◆ **WHAT YOU NEED TO DO**
Recast the lines below as a JSON list of strings, one string per line with blank lines left out, starting with the line with "the rear windshield" and going on through the line with "pixel 560 330".

◆ **DATA SHOWN**
## Start

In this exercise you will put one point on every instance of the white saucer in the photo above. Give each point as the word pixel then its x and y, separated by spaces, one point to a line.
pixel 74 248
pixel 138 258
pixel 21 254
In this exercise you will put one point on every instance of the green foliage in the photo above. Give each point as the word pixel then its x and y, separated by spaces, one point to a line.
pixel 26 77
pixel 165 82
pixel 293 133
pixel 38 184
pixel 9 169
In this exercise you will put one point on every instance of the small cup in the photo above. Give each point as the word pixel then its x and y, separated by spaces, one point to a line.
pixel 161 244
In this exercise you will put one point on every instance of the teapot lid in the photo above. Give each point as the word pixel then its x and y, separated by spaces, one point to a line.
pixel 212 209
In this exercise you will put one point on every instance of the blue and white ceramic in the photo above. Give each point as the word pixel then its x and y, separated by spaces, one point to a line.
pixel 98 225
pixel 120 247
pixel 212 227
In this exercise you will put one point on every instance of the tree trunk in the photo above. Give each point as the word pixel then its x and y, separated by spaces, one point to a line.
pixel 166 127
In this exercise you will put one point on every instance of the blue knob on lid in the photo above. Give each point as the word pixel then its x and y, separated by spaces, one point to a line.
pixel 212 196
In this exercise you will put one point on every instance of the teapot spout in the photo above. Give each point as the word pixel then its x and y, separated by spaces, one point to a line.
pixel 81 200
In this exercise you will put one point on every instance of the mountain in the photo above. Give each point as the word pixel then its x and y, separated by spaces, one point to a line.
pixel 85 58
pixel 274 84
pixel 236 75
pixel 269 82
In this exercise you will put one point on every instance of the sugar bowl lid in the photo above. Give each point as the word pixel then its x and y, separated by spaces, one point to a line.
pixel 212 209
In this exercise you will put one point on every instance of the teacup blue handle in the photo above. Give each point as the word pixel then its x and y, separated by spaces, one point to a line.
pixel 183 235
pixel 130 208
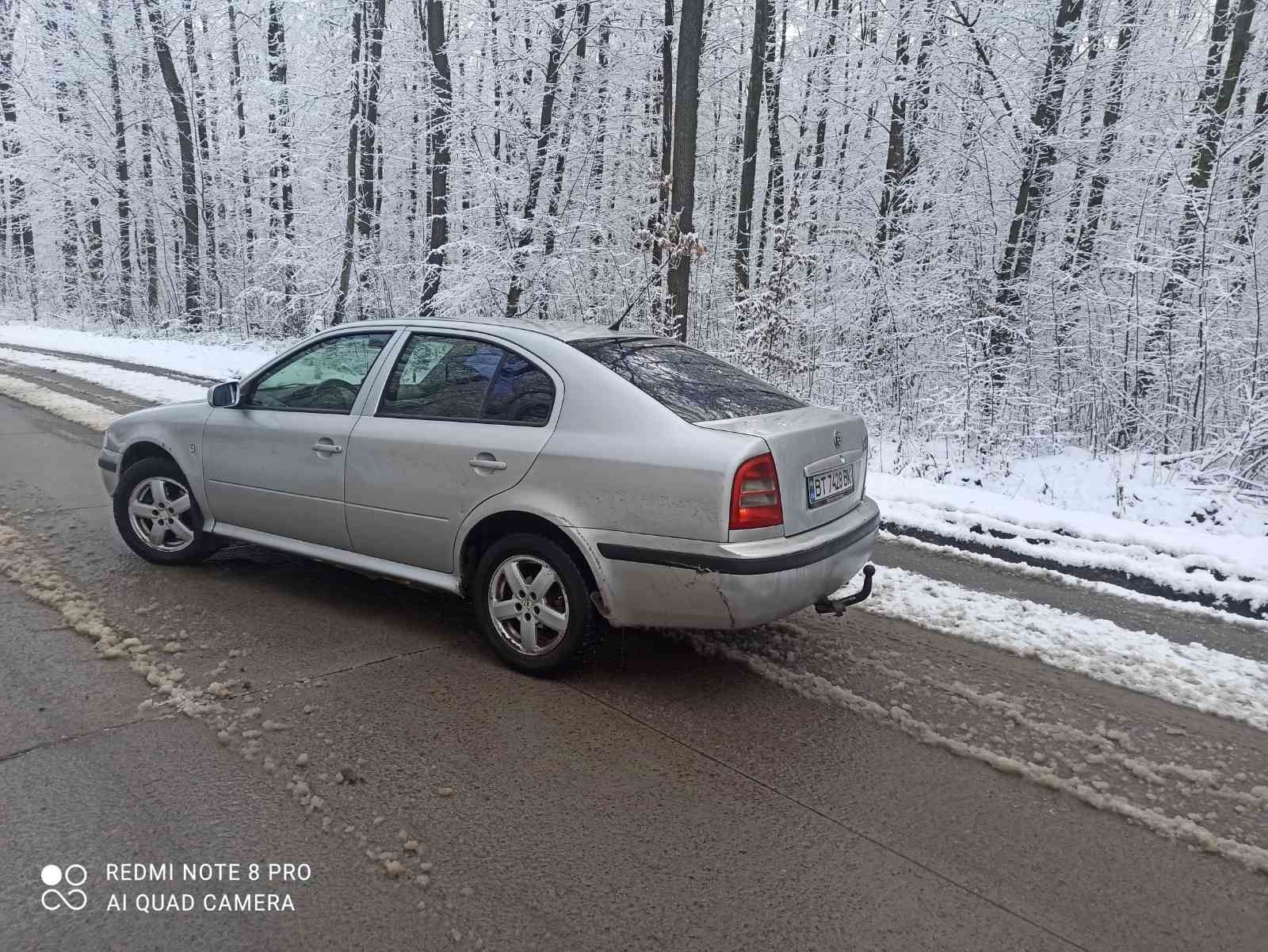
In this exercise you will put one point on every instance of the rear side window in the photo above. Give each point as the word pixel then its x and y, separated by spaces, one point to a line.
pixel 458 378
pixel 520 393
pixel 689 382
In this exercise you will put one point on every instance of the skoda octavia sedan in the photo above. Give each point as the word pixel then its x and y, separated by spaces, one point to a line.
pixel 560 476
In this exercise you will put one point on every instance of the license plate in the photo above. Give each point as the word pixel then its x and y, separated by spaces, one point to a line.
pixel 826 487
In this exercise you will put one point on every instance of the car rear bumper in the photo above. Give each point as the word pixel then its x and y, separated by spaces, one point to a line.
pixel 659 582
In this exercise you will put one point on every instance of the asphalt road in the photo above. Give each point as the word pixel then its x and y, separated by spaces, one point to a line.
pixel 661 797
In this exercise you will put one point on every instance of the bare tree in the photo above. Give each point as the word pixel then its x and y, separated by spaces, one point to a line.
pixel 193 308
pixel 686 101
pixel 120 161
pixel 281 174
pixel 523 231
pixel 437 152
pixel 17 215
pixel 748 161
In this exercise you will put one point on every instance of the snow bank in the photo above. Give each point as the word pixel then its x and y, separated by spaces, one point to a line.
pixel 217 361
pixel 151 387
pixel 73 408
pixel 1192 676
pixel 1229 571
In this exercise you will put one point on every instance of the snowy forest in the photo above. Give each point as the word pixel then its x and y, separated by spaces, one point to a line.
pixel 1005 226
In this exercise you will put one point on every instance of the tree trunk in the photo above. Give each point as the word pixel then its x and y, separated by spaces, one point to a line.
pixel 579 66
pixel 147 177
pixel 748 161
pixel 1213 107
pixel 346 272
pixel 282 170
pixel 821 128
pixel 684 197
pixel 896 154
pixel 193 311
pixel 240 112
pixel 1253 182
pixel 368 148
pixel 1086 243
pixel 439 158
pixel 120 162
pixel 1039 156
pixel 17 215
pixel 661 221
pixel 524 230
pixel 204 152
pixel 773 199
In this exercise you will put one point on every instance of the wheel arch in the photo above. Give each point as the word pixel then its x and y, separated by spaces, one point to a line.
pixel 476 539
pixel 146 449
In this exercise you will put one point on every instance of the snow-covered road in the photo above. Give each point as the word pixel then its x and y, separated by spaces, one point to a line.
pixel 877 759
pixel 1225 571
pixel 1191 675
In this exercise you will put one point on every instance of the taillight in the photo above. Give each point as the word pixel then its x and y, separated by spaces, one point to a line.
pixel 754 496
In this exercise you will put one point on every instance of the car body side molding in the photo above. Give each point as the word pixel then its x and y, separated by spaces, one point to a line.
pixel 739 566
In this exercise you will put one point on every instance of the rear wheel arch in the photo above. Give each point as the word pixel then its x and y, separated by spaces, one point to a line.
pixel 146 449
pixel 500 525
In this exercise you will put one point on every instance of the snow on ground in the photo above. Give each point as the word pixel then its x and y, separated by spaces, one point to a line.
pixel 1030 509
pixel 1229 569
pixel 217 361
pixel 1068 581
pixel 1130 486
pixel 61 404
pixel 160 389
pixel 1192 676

## End
## Start

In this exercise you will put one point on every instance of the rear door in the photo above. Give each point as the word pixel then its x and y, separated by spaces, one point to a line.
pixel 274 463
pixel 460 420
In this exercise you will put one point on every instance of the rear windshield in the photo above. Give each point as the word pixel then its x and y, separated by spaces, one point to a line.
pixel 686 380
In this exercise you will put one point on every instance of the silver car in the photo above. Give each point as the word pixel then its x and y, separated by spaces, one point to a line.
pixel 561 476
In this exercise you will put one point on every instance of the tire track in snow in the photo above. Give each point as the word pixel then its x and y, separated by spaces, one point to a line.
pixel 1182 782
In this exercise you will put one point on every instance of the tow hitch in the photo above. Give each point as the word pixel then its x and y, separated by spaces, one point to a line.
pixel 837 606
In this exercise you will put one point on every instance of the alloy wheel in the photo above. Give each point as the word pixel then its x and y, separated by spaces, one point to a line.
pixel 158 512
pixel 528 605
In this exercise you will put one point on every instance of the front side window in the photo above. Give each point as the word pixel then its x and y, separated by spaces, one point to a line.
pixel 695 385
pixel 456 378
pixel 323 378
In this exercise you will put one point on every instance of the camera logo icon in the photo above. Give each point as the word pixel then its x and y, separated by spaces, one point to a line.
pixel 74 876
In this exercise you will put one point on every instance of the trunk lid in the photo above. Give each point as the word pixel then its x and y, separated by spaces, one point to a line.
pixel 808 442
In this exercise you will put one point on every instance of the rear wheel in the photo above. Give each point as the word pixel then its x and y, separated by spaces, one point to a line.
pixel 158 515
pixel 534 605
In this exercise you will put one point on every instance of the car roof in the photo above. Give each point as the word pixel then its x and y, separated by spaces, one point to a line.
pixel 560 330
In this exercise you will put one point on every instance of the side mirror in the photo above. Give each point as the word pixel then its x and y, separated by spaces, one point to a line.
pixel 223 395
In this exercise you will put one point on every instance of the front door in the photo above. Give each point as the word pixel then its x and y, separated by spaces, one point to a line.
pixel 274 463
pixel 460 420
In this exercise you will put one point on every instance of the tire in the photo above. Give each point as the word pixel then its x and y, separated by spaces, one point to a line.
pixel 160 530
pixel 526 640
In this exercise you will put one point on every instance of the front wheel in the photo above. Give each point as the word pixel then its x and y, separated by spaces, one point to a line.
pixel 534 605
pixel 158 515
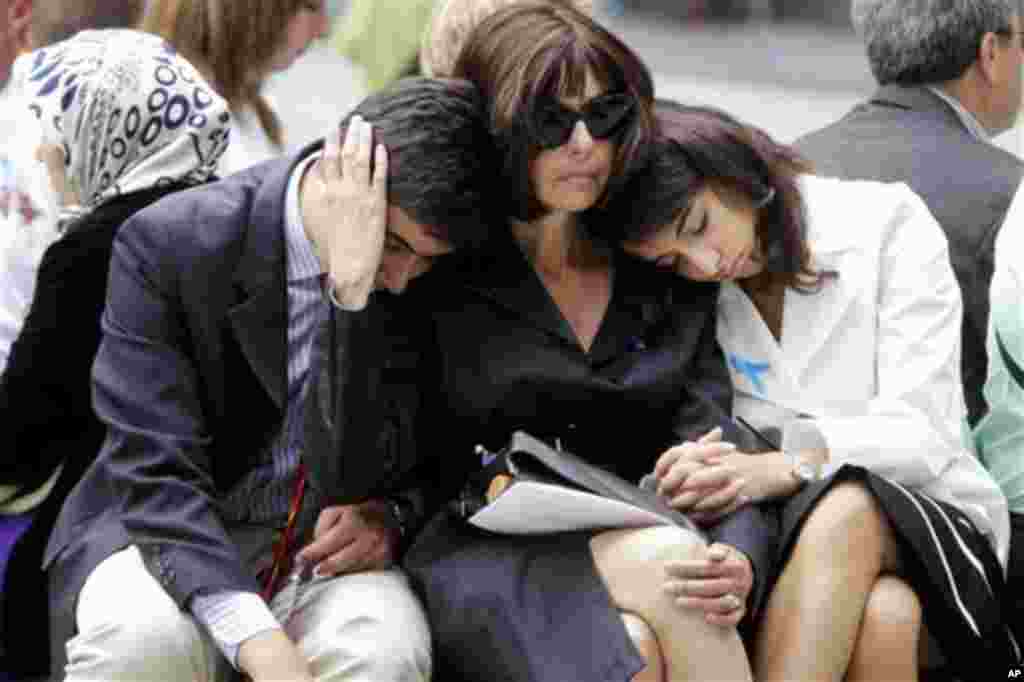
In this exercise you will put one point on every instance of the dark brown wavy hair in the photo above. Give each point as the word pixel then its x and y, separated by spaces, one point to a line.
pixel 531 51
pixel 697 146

## End

◆ **RESPONSE**
[
  "In this exercise you will put one point on every instance of the rear windshield in the photo above. Give each point as the word pixel then its x and y, separated by spaces, one point to a line.",
  "pixel 686 380",
  "In this exercise you will put one point on every instance of the silver car in the photo above. Give each point as the word pixel then its x and y, separated by spaces, one point to a line.",
  "pixel 561 476",
  "In this exercise you will put one point on every instance of the tire track in snow in the photo above. Give each point as the word pixel then its x and y, separated by spaces, one point to a line.",
  "pixel 1182 782",
  "In this exercise you will put one point on every instance of the tow hitch in the photo above. Give each point as the word pixel then its x and y, separated by spaces, one point to a line.",
  "pixel 837 606",
  "In this exercise you will put one point on every instance of the alloy wheel in the photo above. Give each point as the word pixel then its x and y, separated by spaces, one point to a line.",
  "pixel 158 512",
  "pixel 528 605",
  "In this exercise you will put one point on every instance of the front side window in the photo above. Give each point as the word pixel then its x and y, separated by spaces, one point to a line.",
  "pixel 695 385",
  "pixel 456 378",
  "pixel 323 378",
  "In this exercise you will put one point on every instance of the camera logo icon in the photo above. Give each point as the word pixel then its x and y, separated by spaces, one point to a line.",
  "pixel 74 876",
  "In this exercise you will put one point on every instance of the trunk lid in the photo above. Give each point as the word pixel then its x and y, separated by spaces, one point to a line.",
  "pixel 808 442",
  "In this exercise you will put one point on every instance of the rear wheel in the photo above. Give each point as the word pixel then its x and y, separated by spaces, one point to a line.",
  "pixel 158 515",
  "pixel 534 605",
  "In this exercise you will put one point on every instance of the car roof in the photo above. Give each point as the word pixel then its x and y, separated by spaces, one point to a line.",
  "pixel 560 330"
]